**Data extracts**
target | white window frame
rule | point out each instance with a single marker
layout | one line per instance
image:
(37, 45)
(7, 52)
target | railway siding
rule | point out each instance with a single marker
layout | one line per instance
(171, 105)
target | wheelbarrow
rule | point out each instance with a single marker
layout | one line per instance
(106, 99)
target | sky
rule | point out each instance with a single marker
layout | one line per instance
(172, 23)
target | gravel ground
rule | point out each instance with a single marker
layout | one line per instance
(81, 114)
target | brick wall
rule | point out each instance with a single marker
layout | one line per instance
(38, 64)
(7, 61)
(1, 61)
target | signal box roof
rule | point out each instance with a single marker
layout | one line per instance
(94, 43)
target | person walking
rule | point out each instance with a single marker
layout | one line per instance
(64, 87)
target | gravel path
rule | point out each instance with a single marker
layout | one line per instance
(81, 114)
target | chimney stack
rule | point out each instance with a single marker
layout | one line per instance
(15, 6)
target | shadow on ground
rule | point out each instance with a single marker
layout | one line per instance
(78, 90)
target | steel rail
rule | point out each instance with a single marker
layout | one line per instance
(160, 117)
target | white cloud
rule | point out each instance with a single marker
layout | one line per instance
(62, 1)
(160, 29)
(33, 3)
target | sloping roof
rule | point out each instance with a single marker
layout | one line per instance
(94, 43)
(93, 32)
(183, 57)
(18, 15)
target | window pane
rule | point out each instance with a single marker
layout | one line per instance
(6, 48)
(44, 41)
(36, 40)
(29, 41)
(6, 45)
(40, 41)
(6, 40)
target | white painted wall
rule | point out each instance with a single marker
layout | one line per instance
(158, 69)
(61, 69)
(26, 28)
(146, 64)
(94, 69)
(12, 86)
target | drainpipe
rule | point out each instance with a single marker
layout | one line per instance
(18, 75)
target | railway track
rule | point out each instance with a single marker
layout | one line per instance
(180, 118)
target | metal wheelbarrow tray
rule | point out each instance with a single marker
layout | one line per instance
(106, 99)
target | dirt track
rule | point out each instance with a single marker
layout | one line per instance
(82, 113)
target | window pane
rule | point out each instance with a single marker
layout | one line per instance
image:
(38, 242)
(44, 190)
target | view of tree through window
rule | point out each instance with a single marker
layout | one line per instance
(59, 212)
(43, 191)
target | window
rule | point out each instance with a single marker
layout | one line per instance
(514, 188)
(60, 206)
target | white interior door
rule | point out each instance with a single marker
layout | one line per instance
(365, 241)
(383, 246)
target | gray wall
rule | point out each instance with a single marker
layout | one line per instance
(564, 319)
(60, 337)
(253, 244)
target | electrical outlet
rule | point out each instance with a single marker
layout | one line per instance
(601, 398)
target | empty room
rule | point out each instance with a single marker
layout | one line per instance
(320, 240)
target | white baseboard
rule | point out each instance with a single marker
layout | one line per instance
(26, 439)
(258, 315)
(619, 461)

**Problem requirements**
Reproduce the entries so that each line reads exactly as it did before.

**Response for this exercise**
target | white window frame
rule | point out each instance with a single marker
layout | one line per instance
image:
(37, 45)
(7, 52)
target | railway siding
rule | point out each instance with a single marker
layout | one line per instance
(171, 105)
target | wheelbarrow
rule | point out each instance with a single marker
layout | one line per instance
(106, 99)
target | sky
rule | point out each instance with a single marker
layout | one line per instance
(172, 23)
target | gravel ground
rule | point out each instance with a single marker
layout | one line per instance
(81, 114)
target | brick wall
rule | point out each instance with a single marker
layout | one line per instance
(38, 64)
(7, 61)
(1, 61)
target | signal box roof
rule | point out each instance with a single marker
layout | one line per instance
(94, 43)
target | person walking
rule | point out each instance with a single marker
layout | one line per instance
(64, 87)
target | gravel path
rule | point out each instance with a single marker
layout | one line per instance
(81, 114)
target | chimney stack
rule | point out each instance with a single marker
layout | one line per instance
(15, 6)
target | shadow on ground
rule | point out each instance with a single marker
layout | one line per instance
(78, 90)
target | steel rail
rule | point out each instance with a single marker
layout | one line per instance
(160, 117)
target | white cloud
rule | point out each instance with a single marker
layout | one line per instance
(62, 1)
(160, 29)
(33, 3)
target | sloping roof
rule | point out each instance with a single marker
layout | one line per instance
(94, 43)
(93, 32)
(183, 57)
(18, 15)
target | window pane
rule | point out each instance with a single marker
layout | one line per instance
(6, 48)
(44, 41)
(36, 40)
(29, 41)
(6, 45)
(40, 41)
(6, 40)
target | white painted wall
rule | point out each instance with a single marker
layout | one line per instance
(158, 69)
(61, 69)
(26, 28)
(146, 64)
(94, 69)
(12, 86)
target | drainpipe
rule | point out each instance with a single marker
layout | one line per instance
(18, 75)
target | railway track
rule | point out each instance with a single marker
layout | one line per instance
(180, 118)
target | metal wheelbarrow tray
rule | point out each instance with a single marker
layout | one line per instance
(106, 99)
target | dirt track
rule | point out each instance with a single marker
layout | one line per instance
(82, 113)
target | window pane
rule | point out each instance with a single marker
layout | one line per instance
image:
(38, 242)
(44, 190)
target | view of tree through window
rule | point out each instance with a single marker
layout | one line per instance
(59, 212)
(43, 191)
target | window
rule | point out each instance with a single marker
layout | one line per instance
(514, 188)
(60, 206)
target | white interior door
rule | point out each instance with a single marker
layout | one line per instance
(365, 241)
(383, 246)
target | gray wall
rule | point out each instance with a single marker
layout | one line per instance
(564, 319)
(60, 337)
(253, 244)
target | electrical outlet
rule | point out each instance with a single marker
layout | one line per instance
(601, 398)
target | empty room
rule | point out each instance with a single marker
layout | one line per instance
(320, 240)
target | white baseboard
rule | point out each instance with a single marker
layout | one line per instance
(26, 439)
(258, 315)
(619, 461)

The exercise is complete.